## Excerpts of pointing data
● ● ● ●

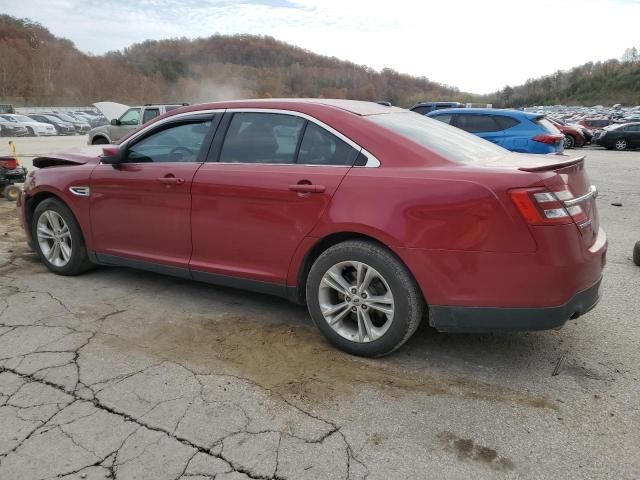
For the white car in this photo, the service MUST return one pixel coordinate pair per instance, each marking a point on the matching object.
(33, 127)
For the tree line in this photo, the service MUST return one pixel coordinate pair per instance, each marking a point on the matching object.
(38, 68)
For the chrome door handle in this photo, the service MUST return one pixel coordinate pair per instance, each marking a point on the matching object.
(171, 180)
(307, 188)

● ● ● ●

## What this task involves
Rewrite all the entries above, replacing every "in this photo" with "in this image" and changing nothing else. Leave the pictures out.

## Correct output
For the white car in this image, the service MUST return one pixel coordinate pair per instance, each marking a point on the matching object.
(33, 127)
For the tree line in this image, the service MUST return one pixel coordinate pair per instance, each marking a point on the matching object.
(38, 68)
For the chrome door handle in this image, the service MUST return one pixel coordinate pair per instance, each marking a point on the matching object.
(171, 180)
(307, 188)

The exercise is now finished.